↓
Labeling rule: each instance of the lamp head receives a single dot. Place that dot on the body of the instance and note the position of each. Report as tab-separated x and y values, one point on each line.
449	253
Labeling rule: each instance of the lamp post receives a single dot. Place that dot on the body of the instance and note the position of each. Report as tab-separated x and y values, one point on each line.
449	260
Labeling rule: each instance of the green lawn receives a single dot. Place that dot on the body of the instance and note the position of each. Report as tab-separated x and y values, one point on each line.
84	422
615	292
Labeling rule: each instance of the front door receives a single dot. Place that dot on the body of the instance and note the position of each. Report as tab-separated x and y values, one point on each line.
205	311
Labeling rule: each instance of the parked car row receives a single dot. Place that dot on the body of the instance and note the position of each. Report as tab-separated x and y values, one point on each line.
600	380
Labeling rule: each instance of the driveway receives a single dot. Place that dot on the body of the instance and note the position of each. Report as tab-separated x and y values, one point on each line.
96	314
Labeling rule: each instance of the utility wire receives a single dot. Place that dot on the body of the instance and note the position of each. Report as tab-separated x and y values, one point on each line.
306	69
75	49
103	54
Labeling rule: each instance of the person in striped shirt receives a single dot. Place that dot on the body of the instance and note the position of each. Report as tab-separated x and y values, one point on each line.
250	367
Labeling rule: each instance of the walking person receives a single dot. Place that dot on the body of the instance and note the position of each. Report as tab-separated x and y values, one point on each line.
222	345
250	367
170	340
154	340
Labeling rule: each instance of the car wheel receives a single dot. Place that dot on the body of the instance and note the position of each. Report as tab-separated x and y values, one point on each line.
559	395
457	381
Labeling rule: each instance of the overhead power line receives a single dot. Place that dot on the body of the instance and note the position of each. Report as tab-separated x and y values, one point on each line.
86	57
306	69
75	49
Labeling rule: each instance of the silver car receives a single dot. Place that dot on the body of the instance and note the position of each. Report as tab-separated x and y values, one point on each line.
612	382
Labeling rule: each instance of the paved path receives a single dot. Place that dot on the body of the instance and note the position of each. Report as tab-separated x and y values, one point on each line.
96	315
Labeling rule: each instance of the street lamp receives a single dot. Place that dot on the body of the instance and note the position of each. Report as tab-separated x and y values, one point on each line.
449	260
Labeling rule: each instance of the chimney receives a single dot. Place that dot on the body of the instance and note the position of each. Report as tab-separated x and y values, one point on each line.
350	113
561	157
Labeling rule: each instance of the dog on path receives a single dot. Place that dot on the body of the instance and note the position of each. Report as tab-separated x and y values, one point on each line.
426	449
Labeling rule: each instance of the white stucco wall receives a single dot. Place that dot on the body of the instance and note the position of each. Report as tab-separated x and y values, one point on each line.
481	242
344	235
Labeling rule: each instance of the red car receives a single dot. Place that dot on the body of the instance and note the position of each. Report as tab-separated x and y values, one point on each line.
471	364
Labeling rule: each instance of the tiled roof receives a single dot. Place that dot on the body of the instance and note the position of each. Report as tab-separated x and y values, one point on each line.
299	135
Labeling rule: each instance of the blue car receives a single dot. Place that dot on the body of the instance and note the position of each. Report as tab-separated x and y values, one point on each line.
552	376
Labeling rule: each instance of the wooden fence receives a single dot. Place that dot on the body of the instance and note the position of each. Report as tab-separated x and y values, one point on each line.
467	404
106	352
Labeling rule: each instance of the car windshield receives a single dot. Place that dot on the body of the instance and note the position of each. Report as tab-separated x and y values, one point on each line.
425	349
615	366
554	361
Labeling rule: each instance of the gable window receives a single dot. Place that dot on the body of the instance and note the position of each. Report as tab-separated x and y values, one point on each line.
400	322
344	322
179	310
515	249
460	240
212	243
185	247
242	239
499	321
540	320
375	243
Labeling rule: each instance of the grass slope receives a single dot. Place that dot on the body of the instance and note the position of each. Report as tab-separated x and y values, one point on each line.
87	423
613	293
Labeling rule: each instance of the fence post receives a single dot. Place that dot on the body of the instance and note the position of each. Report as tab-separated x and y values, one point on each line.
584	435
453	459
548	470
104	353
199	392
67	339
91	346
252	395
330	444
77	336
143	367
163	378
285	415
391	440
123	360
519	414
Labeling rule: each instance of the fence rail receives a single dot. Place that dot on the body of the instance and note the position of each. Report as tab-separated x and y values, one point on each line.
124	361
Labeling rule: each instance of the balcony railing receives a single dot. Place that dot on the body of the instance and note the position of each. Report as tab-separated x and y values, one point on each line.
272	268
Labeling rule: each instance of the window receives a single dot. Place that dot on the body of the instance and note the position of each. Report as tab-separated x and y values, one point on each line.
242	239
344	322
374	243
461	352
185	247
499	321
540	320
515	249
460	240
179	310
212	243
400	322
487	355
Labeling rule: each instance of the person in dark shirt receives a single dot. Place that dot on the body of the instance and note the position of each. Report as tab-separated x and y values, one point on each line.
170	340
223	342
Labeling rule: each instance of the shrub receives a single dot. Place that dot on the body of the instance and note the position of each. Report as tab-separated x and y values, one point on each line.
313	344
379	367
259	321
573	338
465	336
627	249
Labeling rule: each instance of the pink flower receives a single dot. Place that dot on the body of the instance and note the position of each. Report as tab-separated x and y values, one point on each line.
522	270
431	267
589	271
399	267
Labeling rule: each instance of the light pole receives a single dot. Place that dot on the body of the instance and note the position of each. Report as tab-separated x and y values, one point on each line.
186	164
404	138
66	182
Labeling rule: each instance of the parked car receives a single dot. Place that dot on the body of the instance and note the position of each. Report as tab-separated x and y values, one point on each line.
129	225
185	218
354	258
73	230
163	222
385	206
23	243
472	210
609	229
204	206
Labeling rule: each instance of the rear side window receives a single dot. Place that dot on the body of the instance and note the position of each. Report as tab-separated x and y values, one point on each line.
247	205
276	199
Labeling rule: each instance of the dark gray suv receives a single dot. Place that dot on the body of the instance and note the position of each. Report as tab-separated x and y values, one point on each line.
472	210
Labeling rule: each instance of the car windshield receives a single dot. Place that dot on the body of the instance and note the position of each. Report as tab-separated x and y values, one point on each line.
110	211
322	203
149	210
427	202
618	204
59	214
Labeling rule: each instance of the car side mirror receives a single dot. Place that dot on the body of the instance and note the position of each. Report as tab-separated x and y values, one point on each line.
↑
## EXERCISE DETAILS
Please repeat the material above, word for word and in full.

## FULL RESPONSE
Labeling rule: each instance of the lamp head receives a single dot. Place that dot on the body of the instance and note the position of each. Report as tab-separated x and y values, one point on each line.
449	253
Labeling rule: each instance of the lamp post receives a single dot. Place that dot on the body of the instance and note the position of each. Report as tab-separated x and y values, one point on each line.
449	260
Labeling rule: each instance of the green lawn receives a single dot. Place that dot on the body of the instance and note the position of each. Report as tab-separated x and y values, one point on each line.
84	422
615	292
Labeling rule: each instance of the front door receives a single dot. Place that dot on the body of the instance and note the position of each. Report as tab-separated x and y values, one point on each line.
205	311
Labeling rule: each instance of the parked car row receives a single dot. Place that dot on the body of the instance and note the position of each. Report as tab-separated x and y values, one point on each line.
600	380
Labeling rule: each instance of the driveway receives a single dot. Place that dot on the body of the instance and note the position of each. Report as tab-separated x and y values, one point on each line.
96	314
Labeling rule: each instance of the utility wire receives a single dot. Place that dot on the body of the instance and note the position of each. Report as tab-separated x and y values, one point on each line.
306	69
75	49
103	54
Labeling rule: each instance of the person in striped shirt receives a single dot. Place that dot on the body of the instance and note the position of each. Report as tab-separated x and y values, one point on each line.
250	367
Labeling rule: each instance of the walking person receives a single dot. Place that dot on the body of the instance and note the position of each. Report as tab-separated x and y values, one point on each line.
222	345
250	367
170	340
154	340
Labeling rule: each instance of the car wheel receives a single dot. Place that dot on the body of the instance and note the position of each. Report as tab-separated x and y values, one point on each line.
559	395
457	381
Labeling rule: each instance of the overhead power line receives a single dot. Place that dot on the body of the instance and note the position of each. Report as tab-separated x and y values, one point on each line.
86	57
306	69
75	49
Labeling rule: each instance of the silver car receives a single dot. Place that dot on the body of the instance and note the position of each. Report as tab-separated x and y values, one point on each line.
612	382
Labeling rule: each instance of the paved path receives a single dot. Place that dot on the body of the instance and note the position of each. Report as tab-separated x and y values, one point on each line.
96	315
Labeling rule: each instance of the street lamp receives a single dot. Place that dot on the body of the instance and note the position of each. Report as tab-separated x and y values, one point on each line.
449	260
Labeling rule: each instance of the chimney receives a single dot. Place that dot on the body of the instance and note the position of each. Report as tab-separated x and y values, one point on each line.
350	113
561	157
Labeling rule: each instance of the dog on path receives a single dot. Place that dot on the body of the instance and note the position of each. Report as tab-separated x and y values, one point on each line.
426	449
Labeling rule: each instance of the white stucco wall receives a single dot. Place that dot on the body of the instance and note the position of each. Report as tab-separated x and y values, one point on each line.
481	242
344	235
Labeling rule: each instance of the red car receives a single dot. Place that dot on the body of the instance and note the position of each. Report as tab-separated x and y values, one point on each line.
471	364
Labeling rule: each instance of the tiled roof receives a single dot. Place that dot on the body of the instance and note the position of each. Report as tab-separated x and y values, one point on each line.
299	135
Labeling rule: each instance of the blue car receives a single dot. Place that dot on the body of the instance and note the position of each. Report as tab-separated x and y values, one point on each line.
552	376
Labeling rule: each instance of the wooden fence receives a single dot. Place that dot on the body of the instance and note the position of each. Report as tab-separated x and y values, one point on each line.
467	404
106	352
Labeling rule: each instance of the car windshield receives a single dot. Place that dot on the body of the instance and note the position of each. Report as tab-separated x and y values, one point on each line.
425	349
615	366
554	361
Labeling rule: each instance of the gable window receives a single dot. Place that dot on the body of the instance and note the position of each. Report as tab-separated x and y values, one point on each line.
400	322
344	322
179	310
515	249
460	240
212	243
185	247
242	239
499	321
540	320
375	243
Labeling rule: each instance of the grass slope receives a single dot. Place that dot on the body of the instance and note the position of each. Report as tab-separated x and y values, one point on each line.
87	423
613	293
Labeling rule: each instance of the fence post receives a single dot. Place that dot on the body of the instance and note the position of each. Report as tab-separated x and y values, one point on each line.
584	435
453	459
548	470
104	353
199	392
67	339
91	346
252	395
330	444
77	336
143	367
163	378
285	415
391	440
123	360
519	414
Labeling rule: each instance of the fence rail receives a single dot. Place that dot on the body of the instance and note the position of each. Report as tab-separated x and y values, one point on each line.
124	361
Labeling rule: each instance of the balcony railing receives a single dot. Place that dot on the body of the instance and note the position of each. Report as tab-separated x and y values, one point on each line.
272	268
Labeling rule: each instance of the window receives a single dot. Place that dot on the body of the instance and note the position of each. Report as tab-separated x and y values, one point on each line.
242	239
344	322
374	243
461	352
185	247
499	321
540	320
515	249
460	240
179	310
212	243
400	322
487	355
Labeling rule: each instance of the person in dark shirt receives a single dot. Place that dot on the body of the instance and note the position of each. Report as tab-separated x and y values, one point on each line.
170	340
223	342
Labeling rule: each instance of the shrub receives a single dot. Place that dot on the body of the instance and note the position of each. Report as tab-separated x and y values, one point on each line.
313	344
379	367
259	321
573	338
465	336
627	249
Labeling rule: each instance of the pink flower receives a single dot. Place that dot on the body of the instance and note the position of each. Report as tab-separated x and y values, one point on each line.
522	270
431	267
589	271
399	267
Labeling rule: each instance of the light pole receives a single dot. Place that dot on the body of the instance and note the position of each. Report as tab-separated x and y values, one point on each line.
186	164
404	138
66	182
Labeling rule: each instance of the parked car receives a single dot. Place that dot on the body of the instance and note the position of each. Report as tab-separated x and y values, one point on each line.
129	225
185	218
354	258
73	230
163	222
385	206
23	243
472	210
609	229
204	206
Labeling rule: each instance of the rear side window receives a single dot. Place that dot on the body of the instance and note the position of each. Report as tab-separated x and y values, one point on each line.
247	205
276	199
Labeling rule: each instance of the dark gray suv receives a single dot. Place that dot on the body of the instance and note the position of each. Report as tab-separated x and y values, one point on each line.
472	210
Labeling rule: each instance of the car windshield receives a single dot. Place that dot on the body of the instance and note the position of each. Report as tab-separated x and y values, one point on each line.
110	211
322	203
149	210
427	202
618	204
59	214
Labeling rule: each instance of the car side mirror receives a single dot. Place that dot on the body of the instance and note the position of each. Report as tab-separated x and y values, one point on each line.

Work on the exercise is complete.